*操作说明*. 修改下面的各行：把其中的“withered leaf”一律换成“dry leaf”，其余内容保持原样，并写出修改后的全部行。
○ ○ ○ ○ ○ ○ ○
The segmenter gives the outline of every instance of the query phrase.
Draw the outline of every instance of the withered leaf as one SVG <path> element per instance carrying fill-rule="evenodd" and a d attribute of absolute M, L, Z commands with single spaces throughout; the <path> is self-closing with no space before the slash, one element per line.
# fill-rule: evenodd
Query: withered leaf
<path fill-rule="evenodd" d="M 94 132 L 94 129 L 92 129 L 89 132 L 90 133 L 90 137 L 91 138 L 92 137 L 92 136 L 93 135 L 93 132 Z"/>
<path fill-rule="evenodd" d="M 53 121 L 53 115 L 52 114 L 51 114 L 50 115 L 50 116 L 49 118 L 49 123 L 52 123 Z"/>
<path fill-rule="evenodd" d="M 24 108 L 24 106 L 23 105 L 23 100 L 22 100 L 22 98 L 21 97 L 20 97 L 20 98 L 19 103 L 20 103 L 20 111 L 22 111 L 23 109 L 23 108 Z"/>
○ ○ ○ ○ ○ ○ ○
*结果*.
The segmenter gives the outline of every instance of the query phrase.
Draw the outline of every instance of the dry leaf as one SVG <path> element per instance carrying fill-rule="evenodd" and a d attribute of absolute M, L, Z commands with single spaces throughout; the <path> is self-closing with no space before the slash, one element per line.
# fill-rule: evenodd
Query: dry leaf
<path fill-rule="evenodd" d="M 94 132 L 94 129 L 92 129 L 89 132 L 90 133 L 90 137 L 91 138 L 92 137 L 92 136 L 93 135 L 93 132 Z"/>
<path fill-rule="evenodd" d="M 53 121 L 53 115 L 52 114 L 51 114 L 50 115 L 50 116 L 49 118 L 49 123 L 52 123 Z"/>
<path fill-rule="evenodd" d="M 24 108 L 24 106 L 23 105 L 23 100 L 22 100 L 22 98 L 21 97 L 20 97 L 20 98 L 19 103 L 20 103 L 20 111 L 22 111 L 23 109 L 23 108 Z"/>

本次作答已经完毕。